▶ _WORK TO COMPLETE_:
Look below for the line with "One point lands on each instance of the brown dry", then repeat it and all lines after it, exactly, minus any pictures.

▶ _DATA FOR PROCESSING_:
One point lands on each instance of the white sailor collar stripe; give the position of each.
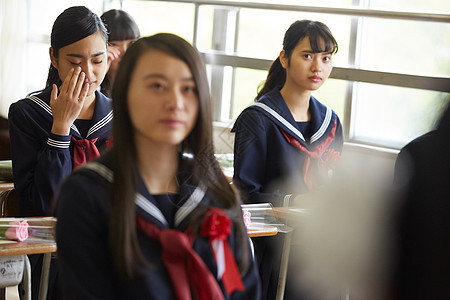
(316, 136)
(194, 199)
(97, 126)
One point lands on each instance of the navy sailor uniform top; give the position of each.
(40, 159)
(269, 168)
(87, 270)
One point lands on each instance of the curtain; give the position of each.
(13, 38)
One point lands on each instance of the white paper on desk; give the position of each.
(300, 210)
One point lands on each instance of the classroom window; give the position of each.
(239, 43)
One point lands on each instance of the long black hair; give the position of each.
(72, 25)
(203, 168)
(316, 32)
(121, 26)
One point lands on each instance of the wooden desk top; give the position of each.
(261, 230)
(12, 248)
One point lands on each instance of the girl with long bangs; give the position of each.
(122, 32)
(288, 143)
(157, 218)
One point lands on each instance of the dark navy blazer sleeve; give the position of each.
(250, 158)
(267, 167)
(86, 265)
(82, 238)
(40, 160)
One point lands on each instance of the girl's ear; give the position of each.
(283, 59)
(53, 59)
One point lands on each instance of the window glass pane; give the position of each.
(406, 5)
(41, 18)
(258, 37)
(205, 28)
(393, 116)
(38, 63)
(159, 16)
(406, 46)
(331, 3)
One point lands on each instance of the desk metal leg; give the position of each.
(284, 265)
(26, 281)
(44, 276)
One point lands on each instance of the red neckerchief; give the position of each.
(186, 269)
(316, 154)
(79, 154)
(217, 227)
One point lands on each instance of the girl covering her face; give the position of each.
(154, 213)
(69, 122)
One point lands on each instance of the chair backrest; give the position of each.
(9, 203)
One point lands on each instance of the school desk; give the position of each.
(12, 252)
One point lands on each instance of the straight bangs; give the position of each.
(317, 35)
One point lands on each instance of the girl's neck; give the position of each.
(297, 102)
(158, 166)
(87, 112)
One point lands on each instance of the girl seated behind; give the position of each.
(155, 218)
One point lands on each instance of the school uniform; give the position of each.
(41, 160)
(82, 234)
(275, 160)
(269, 165)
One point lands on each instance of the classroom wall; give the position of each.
(376, 164)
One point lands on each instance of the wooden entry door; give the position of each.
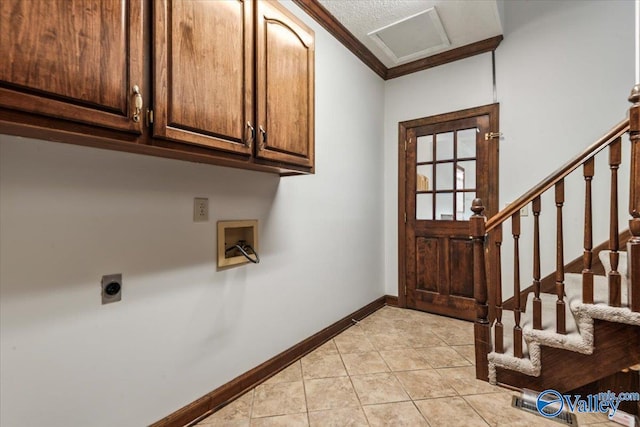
(446, 161)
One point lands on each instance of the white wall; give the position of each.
(70, 214)
(564, 71)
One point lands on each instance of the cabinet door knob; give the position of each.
(264, 137)
(138, 103)
(253, 135)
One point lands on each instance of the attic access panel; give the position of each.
(412, 37)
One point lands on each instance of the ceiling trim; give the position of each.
(456, 54)
(344, 36)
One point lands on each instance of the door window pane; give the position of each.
(467, 143)
(424, 178)
(444, 146)
(444, 206)
(424, 206)
(444, 176)
(464, 211)
(424, 149)
(468, 170)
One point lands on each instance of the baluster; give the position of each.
(587, 257)
(633, 247)
(482, 329)
(615, 158)
(537, 303)
(560, 305)
(517, 330)
(499, 328)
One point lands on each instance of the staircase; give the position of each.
(589, 326)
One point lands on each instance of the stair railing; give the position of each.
(480, 228)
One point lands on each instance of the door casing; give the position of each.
(492, 200)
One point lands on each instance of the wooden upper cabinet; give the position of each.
(203, 73)
(285, 77)
(74, 59)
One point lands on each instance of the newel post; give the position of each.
(482, 328)
(633, 247)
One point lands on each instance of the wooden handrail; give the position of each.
(557, 176)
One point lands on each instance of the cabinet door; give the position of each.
(73, 59)
(285, 75)
(203, 73)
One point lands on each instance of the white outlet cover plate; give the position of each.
(200, 209)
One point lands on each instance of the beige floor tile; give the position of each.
(294, 420)
(364, 363)
(289, 374)
(443, 357)
(225, 423)
(422, 338)
(330, 393)
(405, 359)
(425, 384)
(496, 410)
(449, 412)
(398, 414)
(354, 330)
(238, 410)
(467, 351)
(376, 326)
(352, 343)
(327, 348)
(323, 365)
(455, 335)
(464, 381)
(389, 341)
(378, 388)
(278, 399)
(345, 417)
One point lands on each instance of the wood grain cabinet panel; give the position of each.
(232, 80)
(203, 73)
(285, 75)
(74, 59)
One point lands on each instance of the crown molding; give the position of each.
(344, 36)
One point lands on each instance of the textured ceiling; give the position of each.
(464, 21)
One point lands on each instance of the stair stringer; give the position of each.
(580, 328)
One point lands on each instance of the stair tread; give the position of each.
(573, 289)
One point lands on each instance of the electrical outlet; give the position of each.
(111, 288)
(200, 209)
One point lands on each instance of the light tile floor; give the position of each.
(397, 367)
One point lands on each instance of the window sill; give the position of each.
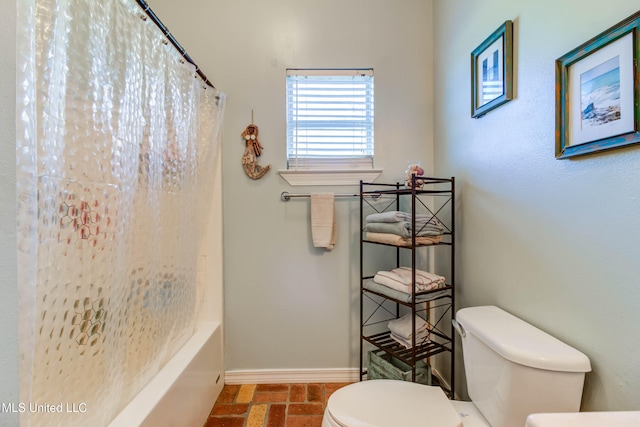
(329, 177)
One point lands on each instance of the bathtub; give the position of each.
(184, 391)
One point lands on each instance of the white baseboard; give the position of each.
(281, 376)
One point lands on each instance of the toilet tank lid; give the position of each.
(518, 341)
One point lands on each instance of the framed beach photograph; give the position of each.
(492, 71)
(597, 93)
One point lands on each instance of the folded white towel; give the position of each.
(397, 216)
(421, 339)
(401, 281)
(323, 220)
(422, 277)
(401, 327)
(397, 282)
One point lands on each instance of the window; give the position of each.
(329, 119)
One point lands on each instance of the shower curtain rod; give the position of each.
(172, 39)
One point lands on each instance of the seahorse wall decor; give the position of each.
(252, 151)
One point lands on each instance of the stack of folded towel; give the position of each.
(400, 280)
(395, 227)
(402, 332)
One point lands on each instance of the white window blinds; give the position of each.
(329, 119)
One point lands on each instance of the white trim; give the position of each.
(329, 177)
(282, 376)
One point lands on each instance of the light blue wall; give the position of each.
(287, 304)
(555, 242)
(9, 389)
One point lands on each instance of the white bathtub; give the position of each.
(184, 391)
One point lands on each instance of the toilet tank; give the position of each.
(514, 369)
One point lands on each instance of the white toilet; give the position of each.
(513, 369)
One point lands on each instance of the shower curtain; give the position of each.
(117, 140)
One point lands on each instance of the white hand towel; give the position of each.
(401, 327)
(323, 220)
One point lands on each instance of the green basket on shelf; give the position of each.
(381, 365)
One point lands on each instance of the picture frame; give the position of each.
(597, 92)
(492, 71)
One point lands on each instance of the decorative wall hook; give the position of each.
(252, 151)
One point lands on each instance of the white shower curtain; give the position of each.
(116, 148)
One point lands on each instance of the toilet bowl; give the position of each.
(513, 369)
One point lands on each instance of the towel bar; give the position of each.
(285, 196)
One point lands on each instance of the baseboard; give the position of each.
(281, 376)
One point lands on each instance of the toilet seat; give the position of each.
(390, 403)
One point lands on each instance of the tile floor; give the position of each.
(271, 405)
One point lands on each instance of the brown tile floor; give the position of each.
(271, 405)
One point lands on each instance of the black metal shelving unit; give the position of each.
(435, 198)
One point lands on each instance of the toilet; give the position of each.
(512, 368)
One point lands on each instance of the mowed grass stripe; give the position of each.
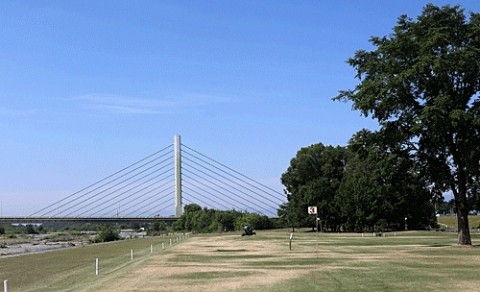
(410, 261)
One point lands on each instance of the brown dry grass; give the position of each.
(206, 263)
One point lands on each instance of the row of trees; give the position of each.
(422, 84)
(363, 186)
(197, 219)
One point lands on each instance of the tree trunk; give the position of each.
(464, 237)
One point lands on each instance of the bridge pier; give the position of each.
(178, 176)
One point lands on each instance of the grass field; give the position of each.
(402, 261)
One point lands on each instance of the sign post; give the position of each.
(312, 210)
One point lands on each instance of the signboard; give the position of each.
(312, 210)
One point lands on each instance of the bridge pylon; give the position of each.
(178, 176)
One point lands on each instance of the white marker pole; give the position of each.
(96, 267)
(290, 243)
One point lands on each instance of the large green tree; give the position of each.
(312, 179)
(382, 184)
(423, 82)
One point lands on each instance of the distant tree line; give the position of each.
(196, 219)
(367, 185)
(421, 83)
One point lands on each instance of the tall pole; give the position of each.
(178, 176)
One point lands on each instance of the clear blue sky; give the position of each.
(88, 87)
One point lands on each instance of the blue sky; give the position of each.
(88, 87)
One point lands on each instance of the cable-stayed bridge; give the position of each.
(158, 187)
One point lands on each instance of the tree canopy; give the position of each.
(365, 186)
(422, 84)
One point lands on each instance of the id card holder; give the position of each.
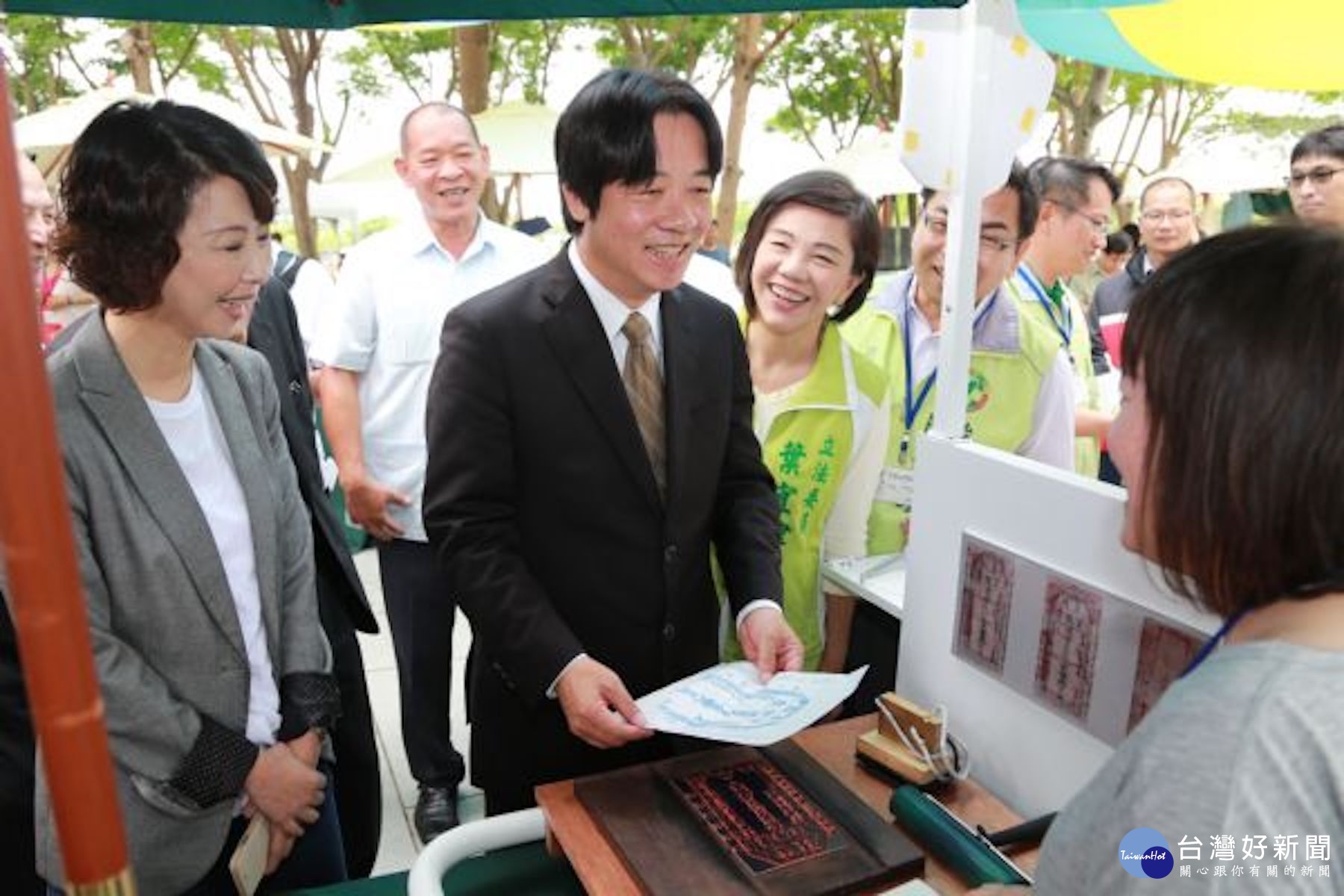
(897, 485)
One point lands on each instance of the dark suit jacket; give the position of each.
(546, 520)
(275, 334)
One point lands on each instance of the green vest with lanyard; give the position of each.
(1001, 390)
(808, 450)
(1058, 314)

▶ _TASK RESPONSE_:
One point lands on each instance of the brown dry grass; give the position of each.
(206, 263)
One point lands on each instance of the row of trees; give the position of each.
(422, 84)
(363, 186)
(197, 219)
One point lands on each instance of the tree trunk; give the position of each.
(464, 237)
One point lands on each instance of the bridge pier; give the position of each.
(178, 176)
One point lands on each instance of the grass field; give the position of each.
(402, 261)
One point lands on each instance of the sign post; give the position of each.
(312, 210)
One point lands on each instance of the signboard; give the position of each.
(312, 210)
One point lands on each instance of the bridge pylon; give the position of each.
(178, 176)
One point lands on each instance of the white marker pole; give the position of each.
(96, 267)
(290, 243)
One point lands on each instance of the large green tree; give the position of each.
(312, 179)
(382, 184)
(423, 82)
One point lands on each instance of the distant tree line; give the position of each.
(196, 219)
(367, 185)
(421, 83)
One point lands on each instance of the tall pole; give the position of each.
(178, 176)
One point lands on each instance of the clear blue sky; give the position of each.
(88, 87)
One point lands on each instance of the blue sky; give the position of each.
(88, 87)
One point lands on each instance of the cable-stayed bridge; give the position of each.
(158, 187)
One point lands on each instance of the tree canopy; give the position of each.
(365, 186)
(422, 84)
One point lands on each instance of the id card holder; give the position of each.
(897, 485)
One point lands on each instance of the dark suit jacket; give the position of each.
(546, 520)
(275, 334)
One point lands on each instance of the green vest with lanyard; give the position of each.
(1001, 390)
(808, 450)
(1058, 314)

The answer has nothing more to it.